**Task brief:** Count the lines in the entries below that include the word "tree". Give nothing but the number.

**Data for processing:**
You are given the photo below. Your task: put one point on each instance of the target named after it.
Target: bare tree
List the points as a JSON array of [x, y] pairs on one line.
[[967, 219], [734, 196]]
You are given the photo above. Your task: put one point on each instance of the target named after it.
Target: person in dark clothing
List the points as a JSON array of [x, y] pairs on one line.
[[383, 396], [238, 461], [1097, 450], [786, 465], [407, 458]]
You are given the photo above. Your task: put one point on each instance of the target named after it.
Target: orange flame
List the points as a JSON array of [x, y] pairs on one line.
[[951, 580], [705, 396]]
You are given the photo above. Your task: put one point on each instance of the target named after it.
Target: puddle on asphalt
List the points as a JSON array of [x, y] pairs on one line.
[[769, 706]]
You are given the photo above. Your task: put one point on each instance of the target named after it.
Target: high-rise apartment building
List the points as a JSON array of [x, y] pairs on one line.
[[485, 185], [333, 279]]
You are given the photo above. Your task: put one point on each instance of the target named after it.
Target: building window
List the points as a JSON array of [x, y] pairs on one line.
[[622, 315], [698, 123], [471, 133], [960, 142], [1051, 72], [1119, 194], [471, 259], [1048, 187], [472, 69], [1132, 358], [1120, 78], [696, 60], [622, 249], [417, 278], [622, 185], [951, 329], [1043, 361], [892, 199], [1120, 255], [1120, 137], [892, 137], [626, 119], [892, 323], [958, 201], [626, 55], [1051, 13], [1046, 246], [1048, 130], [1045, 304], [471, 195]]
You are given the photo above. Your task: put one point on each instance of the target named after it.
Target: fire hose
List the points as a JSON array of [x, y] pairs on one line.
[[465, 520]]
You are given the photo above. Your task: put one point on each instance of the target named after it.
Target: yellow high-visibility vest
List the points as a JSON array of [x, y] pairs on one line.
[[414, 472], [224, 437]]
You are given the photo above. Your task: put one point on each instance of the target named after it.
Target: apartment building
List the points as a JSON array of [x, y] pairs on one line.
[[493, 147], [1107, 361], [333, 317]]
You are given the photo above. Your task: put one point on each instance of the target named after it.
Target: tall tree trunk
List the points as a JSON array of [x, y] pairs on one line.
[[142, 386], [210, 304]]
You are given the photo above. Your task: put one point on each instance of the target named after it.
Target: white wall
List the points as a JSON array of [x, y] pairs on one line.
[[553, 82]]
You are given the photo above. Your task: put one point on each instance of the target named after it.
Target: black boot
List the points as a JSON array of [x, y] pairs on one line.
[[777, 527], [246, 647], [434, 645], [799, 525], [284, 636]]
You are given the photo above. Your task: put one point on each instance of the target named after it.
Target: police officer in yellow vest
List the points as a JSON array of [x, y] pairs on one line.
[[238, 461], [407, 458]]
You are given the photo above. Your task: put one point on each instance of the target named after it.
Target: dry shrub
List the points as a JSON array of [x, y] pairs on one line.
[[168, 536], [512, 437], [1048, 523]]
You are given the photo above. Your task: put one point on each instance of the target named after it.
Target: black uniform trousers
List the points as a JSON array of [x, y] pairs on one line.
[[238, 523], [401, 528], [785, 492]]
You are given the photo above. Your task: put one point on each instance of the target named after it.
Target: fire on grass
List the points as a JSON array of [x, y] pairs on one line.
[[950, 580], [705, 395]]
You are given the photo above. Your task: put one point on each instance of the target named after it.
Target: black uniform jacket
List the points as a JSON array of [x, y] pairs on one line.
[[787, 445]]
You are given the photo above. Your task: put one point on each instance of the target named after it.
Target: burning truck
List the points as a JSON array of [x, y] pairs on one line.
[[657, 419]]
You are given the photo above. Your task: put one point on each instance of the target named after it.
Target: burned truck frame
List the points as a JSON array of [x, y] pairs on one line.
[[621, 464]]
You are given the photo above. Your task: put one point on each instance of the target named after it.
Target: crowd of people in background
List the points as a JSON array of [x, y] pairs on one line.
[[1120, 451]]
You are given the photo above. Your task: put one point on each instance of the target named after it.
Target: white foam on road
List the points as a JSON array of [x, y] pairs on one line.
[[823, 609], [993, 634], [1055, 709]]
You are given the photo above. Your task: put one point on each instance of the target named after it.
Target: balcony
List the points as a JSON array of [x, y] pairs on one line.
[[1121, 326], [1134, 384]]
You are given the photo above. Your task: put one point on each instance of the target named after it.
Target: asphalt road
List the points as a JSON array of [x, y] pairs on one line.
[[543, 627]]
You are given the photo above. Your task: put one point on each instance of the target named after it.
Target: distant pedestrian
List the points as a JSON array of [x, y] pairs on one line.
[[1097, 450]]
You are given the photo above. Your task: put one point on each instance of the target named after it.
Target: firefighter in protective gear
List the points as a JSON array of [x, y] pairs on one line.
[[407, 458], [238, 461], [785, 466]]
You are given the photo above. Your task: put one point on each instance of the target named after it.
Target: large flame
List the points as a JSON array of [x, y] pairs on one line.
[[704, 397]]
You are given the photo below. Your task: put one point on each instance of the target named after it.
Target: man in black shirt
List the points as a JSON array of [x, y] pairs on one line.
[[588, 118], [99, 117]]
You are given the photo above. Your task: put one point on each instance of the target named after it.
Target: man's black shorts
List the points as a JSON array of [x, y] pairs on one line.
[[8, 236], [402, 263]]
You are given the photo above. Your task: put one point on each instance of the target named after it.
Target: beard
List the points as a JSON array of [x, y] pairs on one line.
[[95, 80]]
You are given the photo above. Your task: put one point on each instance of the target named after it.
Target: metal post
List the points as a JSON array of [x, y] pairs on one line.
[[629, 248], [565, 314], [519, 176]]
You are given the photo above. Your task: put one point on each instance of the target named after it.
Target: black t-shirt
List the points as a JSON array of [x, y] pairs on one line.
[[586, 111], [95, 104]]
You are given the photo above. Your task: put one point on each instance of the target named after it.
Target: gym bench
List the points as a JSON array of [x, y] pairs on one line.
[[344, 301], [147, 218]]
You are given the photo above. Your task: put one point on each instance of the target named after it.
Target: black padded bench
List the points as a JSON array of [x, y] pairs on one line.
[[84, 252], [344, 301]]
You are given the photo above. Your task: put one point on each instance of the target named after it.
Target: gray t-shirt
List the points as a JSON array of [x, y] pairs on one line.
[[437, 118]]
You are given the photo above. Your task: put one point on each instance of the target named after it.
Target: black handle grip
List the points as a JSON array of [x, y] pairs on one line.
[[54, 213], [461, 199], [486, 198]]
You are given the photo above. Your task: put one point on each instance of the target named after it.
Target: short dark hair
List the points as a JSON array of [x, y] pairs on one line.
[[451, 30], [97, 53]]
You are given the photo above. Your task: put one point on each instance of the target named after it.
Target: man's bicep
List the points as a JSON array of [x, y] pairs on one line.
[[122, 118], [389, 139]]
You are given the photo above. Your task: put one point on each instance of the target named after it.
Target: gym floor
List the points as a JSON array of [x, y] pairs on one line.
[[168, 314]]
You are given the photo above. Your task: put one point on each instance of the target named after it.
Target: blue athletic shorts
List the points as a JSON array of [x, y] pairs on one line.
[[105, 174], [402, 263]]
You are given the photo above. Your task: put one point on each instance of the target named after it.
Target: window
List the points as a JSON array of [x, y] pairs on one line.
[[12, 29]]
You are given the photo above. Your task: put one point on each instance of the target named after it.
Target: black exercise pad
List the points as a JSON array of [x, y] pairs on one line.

**Result for this task:** 2